AIM OF THE TASK
Starting at the top of the listing below, copy each line exactly, stopping after the line that contains "# Target: person in white cap".

Segment Start: PROVIDED MATERIAL

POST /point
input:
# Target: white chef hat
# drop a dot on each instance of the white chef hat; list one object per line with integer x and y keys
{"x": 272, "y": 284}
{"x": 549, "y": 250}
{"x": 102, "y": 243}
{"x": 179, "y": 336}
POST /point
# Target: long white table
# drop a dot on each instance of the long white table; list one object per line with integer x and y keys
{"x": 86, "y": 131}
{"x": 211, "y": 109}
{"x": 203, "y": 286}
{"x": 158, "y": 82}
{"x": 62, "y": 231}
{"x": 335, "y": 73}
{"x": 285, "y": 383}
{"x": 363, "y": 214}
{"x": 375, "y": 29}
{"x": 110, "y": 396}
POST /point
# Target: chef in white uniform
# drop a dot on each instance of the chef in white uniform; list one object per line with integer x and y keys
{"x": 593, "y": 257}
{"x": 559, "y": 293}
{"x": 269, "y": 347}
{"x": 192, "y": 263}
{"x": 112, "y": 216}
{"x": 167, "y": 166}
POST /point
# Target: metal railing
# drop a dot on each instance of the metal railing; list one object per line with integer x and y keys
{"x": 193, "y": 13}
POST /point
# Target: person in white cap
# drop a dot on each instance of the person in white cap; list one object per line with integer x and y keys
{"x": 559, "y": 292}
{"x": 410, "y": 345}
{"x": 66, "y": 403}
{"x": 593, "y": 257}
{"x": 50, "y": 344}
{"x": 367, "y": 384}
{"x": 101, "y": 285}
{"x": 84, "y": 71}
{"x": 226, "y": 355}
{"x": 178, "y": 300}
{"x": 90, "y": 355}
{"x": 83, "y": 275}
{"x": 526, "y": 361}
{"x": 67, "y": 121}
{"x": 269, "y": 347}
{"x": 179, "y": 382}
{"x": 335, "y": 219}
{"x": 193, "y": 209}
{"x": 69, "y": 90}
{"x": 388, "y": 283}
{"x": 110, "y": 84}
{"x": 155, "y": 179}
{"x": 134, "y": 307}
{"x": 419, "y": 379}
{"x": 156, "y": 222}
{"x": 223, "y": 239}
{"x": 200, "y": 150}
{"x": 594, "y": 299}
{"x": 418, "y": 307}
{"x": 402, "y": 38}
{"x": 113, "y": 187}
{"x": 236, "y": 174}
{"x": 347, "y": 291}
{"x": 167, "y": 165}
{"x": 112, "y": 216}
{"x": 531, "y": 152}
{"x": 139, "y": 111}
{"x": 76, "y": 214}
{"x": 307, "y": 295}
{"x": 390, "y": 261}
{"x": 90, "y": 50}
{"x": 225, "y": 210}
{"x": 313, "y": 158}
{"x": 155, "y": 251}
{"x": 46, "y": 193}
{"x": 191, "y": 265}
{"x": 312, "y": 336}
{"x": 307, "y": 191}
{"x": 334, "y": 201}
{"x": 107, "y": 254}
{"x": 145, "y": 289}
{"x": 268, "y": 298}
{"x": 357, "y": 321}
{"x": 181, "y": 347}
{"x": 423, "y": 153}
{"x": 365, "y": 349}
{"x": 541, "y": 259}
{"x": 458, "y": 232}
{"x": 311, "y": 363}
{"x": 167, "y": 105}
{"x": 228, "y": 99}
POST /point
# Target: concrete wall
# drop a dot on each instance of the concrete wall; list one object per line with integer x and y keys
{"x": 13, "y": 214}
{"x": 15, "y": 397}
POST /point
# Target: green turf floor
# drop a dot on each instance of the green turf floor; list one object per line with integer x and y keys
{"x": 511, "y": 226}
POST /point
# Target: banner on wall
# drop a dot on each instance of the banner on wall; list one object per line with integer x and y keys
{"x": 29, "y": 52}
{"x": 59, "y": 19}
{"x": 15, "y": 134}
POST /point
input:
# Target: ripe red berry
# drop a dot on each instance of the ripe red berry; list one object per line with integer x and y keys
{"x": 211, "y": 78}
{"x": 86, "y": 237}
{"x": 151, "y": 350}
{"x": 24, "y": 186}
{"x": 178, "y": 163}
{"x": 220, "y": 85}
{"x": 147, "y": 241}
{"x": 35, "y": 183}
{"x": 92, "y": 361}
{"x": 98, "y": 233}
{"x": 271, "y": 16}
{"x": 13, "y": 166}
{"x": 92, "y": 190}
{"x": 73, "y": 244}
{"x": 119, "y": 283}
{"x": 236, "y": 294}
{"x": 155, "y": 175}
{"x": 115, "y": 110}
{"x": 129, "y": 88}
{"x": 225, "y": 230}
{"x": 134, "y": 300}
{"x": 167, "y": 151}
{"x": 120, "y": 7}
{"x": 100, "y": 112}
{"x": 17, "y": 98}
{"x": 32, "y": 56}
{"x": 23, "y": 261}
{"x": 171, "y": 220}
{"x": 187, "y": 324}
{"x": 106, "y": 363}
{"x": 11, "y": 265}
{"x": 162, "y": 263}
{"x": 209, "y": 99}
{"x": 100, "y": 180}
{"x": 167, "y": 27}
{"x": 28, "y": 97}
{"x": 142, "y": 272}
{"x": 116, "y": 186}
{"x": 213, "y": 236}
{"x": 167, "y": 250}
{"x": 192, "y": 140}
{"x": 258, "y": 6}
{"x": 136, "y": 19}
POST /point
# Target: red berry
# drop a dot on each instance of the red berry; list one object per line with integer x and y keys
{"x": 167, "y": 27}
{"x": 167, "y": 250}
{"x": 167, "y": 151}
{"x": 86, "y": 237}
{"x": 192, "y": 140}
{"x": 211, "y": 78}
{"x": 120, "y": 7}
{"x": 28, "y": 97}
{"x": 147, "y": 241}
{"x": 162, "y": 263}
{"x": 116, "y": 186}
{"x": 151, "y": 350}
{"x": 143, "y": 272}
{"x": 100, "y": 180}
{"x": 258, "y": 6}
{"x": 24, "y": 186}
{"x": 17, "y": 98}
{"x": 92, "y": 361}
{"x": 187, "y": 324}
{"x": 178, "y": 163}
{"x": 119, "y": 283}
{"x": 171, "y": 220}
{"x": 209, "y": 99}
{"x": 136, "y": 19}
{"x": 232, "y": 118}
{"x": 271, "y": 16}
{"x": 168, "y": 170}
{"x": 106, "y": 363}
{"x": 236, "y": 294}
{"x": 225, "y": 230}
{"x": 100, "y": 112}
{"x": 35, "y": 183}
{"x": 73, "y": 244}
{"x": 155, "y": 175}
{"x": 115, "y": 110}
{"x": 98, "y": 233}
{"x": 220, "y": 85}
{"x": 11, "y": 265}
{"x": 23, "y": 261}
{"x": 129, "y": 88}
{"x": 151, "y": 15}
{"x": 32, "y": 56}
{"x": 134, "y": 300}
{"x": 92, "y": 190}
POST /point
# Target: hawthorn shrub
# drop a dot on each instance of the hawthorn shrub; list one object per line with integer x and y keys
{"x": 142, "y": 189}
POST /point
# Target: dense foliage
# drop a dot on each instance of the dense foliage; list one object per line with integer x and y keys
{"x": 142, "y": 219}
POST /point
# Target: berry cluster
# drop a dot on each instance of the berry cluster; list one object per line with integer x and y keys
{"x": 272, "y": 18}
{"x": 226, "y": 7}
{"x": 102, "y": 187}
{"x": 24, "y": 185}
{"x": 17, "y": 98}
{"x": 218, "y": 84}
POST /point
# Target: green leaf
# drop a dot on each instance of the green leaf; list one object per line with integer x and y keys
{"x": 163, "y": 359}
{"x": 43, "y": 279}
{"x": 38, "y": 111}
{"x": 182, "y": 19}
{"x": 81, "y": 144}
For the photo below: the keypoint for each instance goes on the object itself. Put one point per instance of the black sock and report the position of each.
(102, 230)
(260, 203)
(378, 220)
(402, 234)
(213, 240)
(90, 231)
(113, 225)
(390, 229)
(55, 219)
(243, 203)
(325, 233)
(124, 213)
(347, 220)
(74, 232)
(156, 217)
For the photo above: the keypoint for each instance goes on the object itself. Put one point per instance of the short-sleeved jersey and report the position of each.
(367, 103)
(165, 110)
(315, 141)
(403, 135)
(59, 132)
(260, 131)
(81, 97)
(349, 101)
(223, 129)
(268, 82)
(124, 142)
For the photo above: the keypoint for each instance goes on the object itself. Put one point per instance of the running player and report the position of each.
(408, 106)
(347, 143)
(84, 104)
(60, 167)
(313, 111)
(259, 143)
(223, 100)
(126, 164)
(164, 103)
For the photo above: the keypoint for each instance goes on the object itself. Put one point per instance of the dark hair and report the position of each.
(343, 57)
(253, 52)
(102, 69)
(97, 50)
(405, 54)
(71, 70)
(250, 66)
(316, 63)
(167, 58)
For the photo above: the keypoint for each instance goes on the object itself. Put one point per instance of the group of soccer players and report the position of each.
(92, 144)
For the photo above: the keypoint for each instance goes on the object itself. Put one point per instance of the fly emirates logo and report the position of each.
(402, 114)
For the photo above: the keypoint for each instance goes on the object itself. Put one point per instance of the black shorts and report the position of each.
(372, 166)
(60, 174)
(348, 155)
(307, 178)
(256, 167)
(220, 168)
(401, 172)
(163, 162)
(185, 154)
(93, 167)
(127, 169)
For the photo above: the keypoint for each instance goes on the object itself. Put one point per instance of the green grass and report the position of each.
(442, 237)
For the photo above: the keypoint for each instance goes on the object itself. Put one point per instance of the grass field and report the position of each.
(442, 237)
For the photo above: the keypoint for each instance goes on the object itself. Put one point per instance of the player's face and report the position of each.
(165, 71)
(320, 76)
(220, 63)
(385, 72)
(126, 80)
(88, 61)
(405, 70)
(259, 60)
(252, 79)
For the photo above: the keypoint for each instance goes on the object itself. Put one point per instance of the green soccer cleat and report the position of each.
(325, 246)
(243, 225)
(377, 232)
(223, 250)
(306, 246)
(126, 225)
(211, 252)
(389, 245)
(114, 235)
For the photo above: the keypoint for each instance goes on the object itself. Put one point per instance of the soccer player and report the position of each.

Segment End: PROVIDED MATERIAL

RESULT OF THE TASK
POST /point
input:
# Target: white chef hat
# drop a dot on each instance of the white chef hat; list one object per line with integer x and y keys
{"x": 272, "y": 284}
{"x": 549, "y": 250}
{"x": 102, "y": 243}
{"x": 179, "y": 336}
POST /point
# Target: long white table
# drop a dot on each instance of the long white table; list one object per line with integer x and y keys
{"x": 86, "y": 131}
{"x": 211, "y": 109}
{"x": 203, "y": 286}
{"x": 158, "y": 82}
{"x": 62, "y": 231}
{"x": 335, "y": 73}
{"x": 285, "y": 383}
{"x": 363, "y": 214}
{"x": 375, "y": 29}
{"x": 110, "y": 396}
POST /point
# Target: chef in white uniform
# drop a dot on each instance of the chef in white uniform; list one object per line with integer x and y keys
{"x": 593, "y": 257}
{"x": 559, "y": 293}
{"x": 269, "y": 347}
{"x": 192, "y": 263}
{"x": 112, "y": 216}
{"x": 167, "y": 166}
POST /point
# Target: metal railing
# drop a dot on each instance of the metal railing; list one object per line with integer x and y keys
{"x": 193, "y": 13}
POST /point
# Target: person in white cap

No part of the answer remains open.